[start of Article]

It is widely understood that part of the solution to the escalating problem of the shortage of well trained technical personnel in all advanced industrial nations involves attracting considerably more women to careers in STEM disciplines. In the United States, there is substantial occupational segregation by sex. Although women constitute 46 percent of the labor force, less than a quarter of the scientists and engineers in the country are women (Mervis, 2000). Precise international comparisons of occupational segregation are difficult because nations seldom use comparable detailed occupational coding systems (Jacobs, 1993, p. 133). However, available data do indicate not only the existence of such a gendered division of labor throughout Western Europe, but also the likelihood of its persistence. For example, while half of all university students in Germany are women, women represent only 34 percent of all students in the natural sciences and 19 percent of all students in engineering (Femtec, 2002, p. 2). Similarly, men were found to be over represented among computer science graduates in all 21 industrial nations considered in a recent study. In the United States, the “male over representation factor” is 2.10, in the United Kingdom 3.10, in France 4.57, and in Germany 5.58 (Charles & Bradley, 2005).

[end of Article]
[start of Raw records]

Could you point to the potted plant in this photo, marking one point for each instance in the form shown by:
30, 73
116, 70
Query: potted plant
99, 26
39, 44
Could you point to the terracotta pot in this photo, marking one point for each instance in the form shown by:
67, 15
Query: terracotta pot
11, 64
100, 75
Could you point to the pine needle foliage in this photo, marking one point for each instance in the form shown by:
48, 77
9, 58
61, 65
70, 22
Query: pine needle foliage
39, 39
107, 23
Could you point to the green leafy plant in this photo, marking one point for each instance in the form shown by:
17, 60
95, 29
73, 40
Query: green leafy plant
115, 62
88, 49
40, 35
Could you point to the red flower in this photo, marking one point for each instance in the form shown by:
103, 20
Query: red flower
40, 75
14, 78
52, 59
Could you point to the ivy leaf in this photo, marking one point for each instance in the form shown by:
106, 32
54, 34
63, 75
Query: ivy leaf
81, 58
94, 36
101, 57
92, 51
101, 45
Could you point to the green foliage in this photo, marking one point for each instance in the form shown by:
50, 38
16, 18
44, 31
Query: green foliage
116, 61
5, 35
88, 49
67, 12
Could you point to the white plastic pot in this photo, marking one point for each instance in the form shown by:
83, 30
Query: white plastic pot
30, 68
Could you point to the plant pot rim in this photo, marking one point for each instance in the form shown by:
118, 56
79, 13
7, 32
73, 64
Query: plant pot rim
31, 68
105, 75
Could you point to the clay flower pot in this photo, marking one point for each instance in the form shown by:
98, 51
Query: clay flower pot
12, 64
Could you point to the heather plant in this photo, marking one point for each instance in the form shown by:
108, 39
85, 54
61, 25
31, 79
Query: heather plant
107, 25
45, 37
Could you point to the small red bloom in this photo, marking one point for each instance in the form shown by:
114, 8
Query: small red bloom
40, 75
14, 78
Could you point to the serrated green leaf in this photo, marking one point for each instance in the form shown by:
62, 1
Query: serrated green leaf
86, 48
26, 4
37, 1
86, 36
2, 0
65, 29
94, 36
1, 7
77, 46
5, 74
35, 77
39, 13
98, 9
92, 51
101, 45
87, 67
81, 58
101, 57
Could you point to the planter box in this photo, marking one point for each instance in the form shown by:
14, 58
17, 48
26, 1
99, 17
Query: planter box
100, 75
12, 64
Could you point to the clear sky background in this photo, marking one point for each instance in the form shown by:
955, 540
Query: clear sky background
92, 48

[end of Raw records]
[start of Raw records]

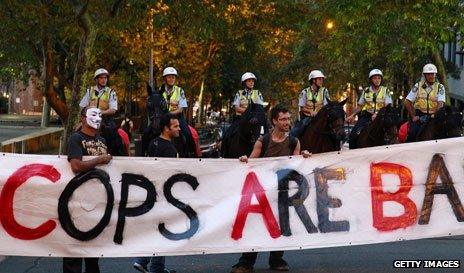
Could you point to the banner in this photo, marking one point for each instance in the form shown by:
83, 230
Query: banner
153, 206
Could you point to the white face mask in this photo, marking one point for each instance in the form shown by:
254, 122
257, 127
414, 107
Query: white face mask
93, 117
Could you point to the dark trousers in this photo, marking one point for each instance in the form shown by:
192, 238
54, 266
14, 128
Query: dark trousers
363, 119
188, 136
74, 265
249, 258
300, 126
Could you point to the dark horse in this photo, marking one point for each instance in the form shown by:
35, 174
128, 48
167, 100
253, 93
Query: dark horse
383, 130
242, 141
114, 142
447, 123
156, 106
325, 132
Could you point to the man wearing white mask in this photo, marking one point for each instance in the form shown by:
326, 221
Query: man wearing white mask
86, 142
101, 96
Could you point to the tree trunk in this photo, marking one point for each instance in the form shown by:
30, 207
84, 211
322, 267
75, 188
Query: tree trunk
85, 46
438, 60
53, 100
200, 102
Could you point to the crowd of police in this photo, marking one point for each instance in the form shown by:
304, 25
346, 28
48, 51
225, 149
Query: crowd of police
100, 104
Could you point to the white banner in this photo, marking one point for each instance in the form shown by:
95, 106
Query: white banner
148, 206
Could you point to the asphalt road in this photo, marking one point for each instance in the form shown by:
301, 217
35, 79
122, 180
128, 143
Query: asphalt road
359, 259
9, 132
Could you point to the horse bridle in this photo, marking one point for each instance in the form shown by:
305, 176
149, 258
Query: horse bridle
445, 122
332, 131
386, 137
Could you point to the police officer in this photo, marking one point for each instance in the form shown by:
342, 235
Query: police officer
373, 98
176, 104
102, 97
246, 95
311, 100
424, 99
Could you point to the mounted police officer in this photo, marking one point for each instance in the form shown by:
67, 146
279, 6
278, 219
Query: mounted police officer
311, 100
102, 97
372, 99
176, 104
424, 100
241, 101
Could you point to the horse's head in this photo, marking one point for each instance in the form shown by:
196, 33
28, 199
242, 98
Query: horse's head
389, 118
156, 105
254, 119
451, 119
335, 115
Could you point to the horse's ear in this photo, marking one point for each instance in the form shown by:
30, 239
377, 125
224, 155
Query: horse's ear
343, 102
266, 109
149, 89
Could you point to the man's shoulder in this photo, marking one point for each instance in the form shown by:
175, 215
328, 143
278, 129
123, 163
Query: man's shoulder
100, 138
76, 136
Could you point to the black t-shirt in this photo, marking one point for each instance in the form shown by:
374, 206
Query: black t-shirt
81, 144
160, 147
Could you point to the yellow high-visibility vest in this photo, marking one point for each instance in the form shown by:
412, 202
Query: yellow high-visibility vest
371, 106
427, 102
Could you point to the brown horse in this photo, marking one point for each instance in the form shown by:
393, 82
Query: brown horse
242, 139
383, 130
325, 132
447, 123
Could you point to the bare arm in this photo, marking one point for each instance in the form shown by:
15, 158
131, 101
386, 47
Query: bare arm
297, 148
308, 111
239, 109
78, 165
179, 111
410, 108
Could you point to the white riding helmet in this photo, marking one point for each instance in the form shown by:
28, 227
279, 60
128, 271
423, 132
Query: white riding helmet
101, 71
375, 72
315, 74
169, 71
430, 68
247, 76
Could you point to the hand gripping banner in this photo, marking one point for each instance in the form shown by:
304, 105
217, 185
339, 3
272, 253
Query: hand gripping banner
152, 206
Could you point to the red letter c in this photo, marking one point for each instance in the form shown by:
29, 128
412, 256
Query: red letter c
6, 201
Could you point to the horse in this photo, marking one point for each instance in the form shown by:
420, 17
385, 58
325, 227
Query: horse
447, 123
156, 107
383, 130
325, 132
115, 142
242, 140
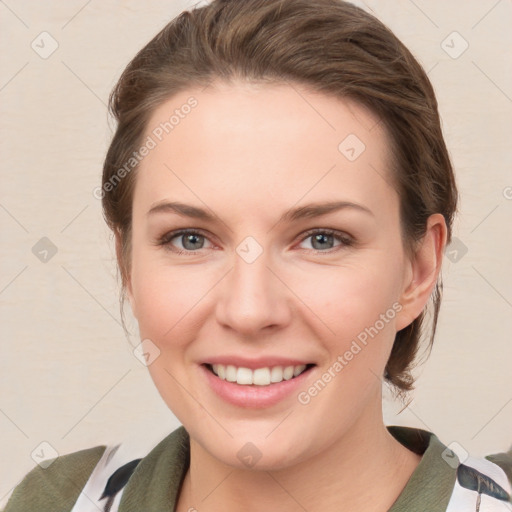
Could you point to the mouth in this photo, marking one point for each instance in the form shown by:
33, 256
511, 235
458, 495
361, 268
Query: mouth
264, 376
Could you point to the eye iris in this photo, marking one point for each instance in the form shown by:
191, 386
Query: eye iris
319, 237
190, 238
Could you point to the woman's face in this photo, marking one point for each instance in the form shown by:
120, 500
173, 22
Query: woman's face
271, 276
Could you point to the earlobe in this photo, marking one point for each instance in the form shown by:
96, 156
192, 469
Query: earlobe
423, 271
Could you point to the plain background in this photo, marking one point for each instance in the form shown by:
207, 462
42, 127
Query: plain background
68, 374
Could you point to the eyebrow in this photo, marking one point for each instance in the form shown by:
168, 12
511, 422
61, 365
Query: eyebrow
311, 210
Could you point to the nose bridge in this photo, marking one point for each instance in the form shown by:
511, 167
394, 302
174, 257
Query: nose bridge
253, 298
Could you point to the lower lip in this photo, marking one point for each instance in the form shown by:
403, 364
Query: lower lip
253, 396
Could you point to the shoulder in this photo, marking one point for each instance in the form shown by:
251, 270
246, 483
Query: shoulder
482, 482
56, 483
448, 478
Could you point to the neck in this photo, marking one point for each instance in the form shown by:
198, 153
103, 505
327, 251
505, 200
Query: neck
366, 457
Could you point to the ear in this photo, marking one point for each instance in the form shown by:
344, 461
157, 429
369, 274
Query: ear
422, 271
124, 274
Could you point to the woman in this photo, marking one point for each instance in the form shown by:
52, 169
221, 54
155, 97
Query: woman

[end of Raw records]

**Prompt 1**.
Reproduce the passage on women in STEM fields word for word, in full.
**Prompt 2**.
Pull out each line of the records that contains the word "police".

**Worked answer 1**.
It is widely understood that part of the solution to the escalating problem of the shortage of well trained technical personnel in all advanced industrial nations involves attracting considerably more women to careers in STEM disciplines. In the United States, there is substantial occupational segregation by sex. Although women constitute 46 percent of the labor force, less than a quarter of the scientists and engineers in the country are women (Mervis, 2000). Precise international comparisons of occupational segregation are difficult because nations seldom use comparable detailed occupational coding systems (Jacobs, 1993, p. 133). However, available data do indicate not only the existence of such a gendered division of labor throughout Western Europe, but also the likelihood of its persistence. For example, while half of all university students in Germany are women, women represent only 34 percent of all students in the natural sciences and 19 percent of all students in engineering (Femtec, 2002, p. 2). Similarly, men were found to be over represented among computer science graduates in all 21 industrial nations considered in a recent study. In the United States, the “male over representation factor” is 2.10, in the United Kingdom 3.10, in France 4.57, and in Germany 5.58 (Charles & Bradley, 2005).

**Worked answer 2**.
Could you point to the crowd of police in this photo, marking one point for each instance in the form shown by:
Query: crowd of police
Could you point to the police officer in this photo, marking one point for each instance in the form shown by:
Query: police officer
Could you point to the mounted police officer in this photo, marking one point for each instance in the form shown by:
Query: mounted police officer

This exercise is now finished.